GIVEN PROBLEM:
Rewrite the data starting at the line that contains "of the door" and ending at the last line of the data. Put "marker" in place of "keypoint" and keep everything else the same.

(Records of labeled points)
= = = = =

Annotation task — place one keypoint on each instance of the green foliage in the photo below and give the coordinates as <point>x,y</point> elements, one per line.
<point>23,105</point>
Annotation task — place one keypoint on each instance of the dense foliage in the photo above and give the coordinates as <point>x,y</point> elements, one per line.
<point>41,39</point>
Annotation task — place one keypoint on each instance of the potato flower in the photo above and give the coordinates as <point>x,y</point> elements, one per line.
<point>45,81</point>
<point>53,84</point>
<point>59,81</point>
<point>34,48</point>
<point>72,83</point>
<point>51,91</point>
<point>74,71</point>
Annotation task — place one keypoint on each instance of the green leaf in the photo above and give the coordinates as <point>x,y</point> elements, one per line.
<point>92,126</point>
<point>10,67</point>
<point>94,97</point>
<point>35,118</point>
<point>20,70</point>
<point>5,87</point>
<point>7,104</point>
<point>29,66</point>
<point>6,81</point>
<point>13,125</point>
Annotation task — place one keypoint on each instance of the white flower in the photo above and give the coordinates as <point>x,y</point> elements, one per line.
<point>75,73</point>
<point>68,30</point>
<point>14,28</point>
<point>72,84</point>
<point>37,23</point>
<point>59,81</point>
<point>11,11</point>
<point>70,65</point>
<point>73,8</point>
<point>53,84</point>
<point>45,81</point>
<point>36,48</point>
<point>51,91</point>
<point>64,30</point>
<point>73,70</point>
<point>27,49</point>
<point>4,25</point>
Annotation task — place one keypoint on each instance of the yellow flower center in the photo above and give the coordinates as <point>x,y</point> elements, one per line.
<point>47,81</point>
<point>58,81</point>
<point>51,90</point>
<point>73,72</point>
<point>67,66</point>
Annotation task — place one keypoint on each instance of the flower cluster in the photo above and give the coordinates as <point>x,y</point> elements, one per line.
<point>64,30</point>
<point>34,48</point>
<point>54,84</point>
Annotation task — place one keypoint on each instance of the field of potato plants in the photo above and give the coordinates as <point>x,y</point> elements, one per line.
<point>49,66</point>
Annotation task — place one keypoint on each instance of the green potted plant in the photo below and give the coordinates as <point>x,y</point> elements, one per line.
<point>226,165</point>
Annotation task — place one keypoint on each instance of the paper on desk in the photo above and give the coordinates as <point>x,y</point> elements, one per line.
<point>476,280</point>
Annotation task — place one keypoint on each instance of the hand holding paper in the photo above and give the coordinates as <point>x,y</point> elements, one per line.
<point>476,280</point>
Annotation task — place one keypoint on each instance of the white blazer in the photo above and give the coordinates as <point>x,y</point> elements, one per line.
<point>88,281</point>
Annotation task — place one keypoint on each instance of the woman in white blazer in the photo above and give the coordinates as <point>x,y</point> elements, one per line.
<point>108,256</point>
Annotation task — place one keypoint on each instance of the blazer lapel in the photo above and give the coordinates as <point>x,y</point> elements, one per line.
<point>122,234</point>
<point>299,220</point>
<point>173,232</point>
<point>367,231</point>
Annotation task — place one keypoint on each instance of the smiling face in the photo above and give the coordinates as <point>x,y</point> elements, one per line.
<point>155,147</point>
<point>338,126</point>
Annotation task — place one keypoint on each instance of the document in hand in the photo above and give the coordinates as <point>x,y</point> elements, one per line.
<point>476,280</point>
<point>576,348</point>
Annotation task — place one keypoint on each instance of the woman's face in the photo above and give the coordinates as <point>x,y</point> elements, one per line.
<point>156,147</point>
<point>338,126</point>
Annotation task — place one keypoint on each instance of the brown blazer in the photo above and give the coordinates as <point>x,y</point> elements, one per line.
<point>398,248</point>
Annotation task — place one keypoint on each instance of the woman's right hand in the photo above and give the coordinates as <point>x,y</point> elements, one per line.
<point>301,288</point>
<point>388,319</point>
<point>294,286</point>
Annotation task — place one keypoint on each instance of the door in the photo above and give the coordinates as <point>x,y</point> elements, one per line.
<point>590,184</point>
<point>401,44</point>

= = = = =

ANSWER TO THE TASK:
Annotation task — place one marker on each instance of the door in the photo above and give the coordinates as <point>x,y</point> elements, one per line.
<point>590,184</point>
<point>401,44</point>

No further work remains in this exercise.